### Work item
What lines in the entries hold the string "detect"? List them.

....

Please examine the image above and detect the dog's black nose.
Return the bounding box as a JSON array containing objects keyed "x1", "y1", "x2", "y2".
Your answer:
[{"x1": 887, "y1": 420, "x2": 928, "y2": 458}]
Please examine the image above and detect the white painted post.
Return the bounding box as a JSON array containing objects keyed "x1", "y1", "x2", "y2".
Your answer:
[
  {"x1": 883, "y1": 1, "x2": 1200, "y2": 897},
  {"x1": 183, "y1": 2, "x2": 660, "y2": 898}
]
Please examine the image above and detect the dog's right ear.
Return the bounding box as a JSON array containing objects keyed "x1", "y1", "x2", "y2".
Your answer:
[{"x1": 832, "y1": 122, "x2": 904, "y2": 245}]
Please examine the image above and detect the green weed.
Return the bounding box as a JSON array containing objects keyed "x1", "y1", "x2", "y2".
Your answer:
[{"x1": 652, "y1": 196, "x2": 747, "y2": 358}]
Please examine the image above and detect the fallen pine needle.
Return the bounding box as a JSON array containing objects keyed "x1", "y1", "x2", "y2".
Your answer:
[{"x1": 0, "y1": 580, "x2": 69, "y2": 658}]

....

### Answer to the exercise
Please examine the image above and detect the dog's black nose.
Please examine the image above and detect the white painted post.
Please examine the image above and detect the dog's right ear.
Please examine the image above and detect the green weed.
Please examine the image above and detect the fallen pine needle.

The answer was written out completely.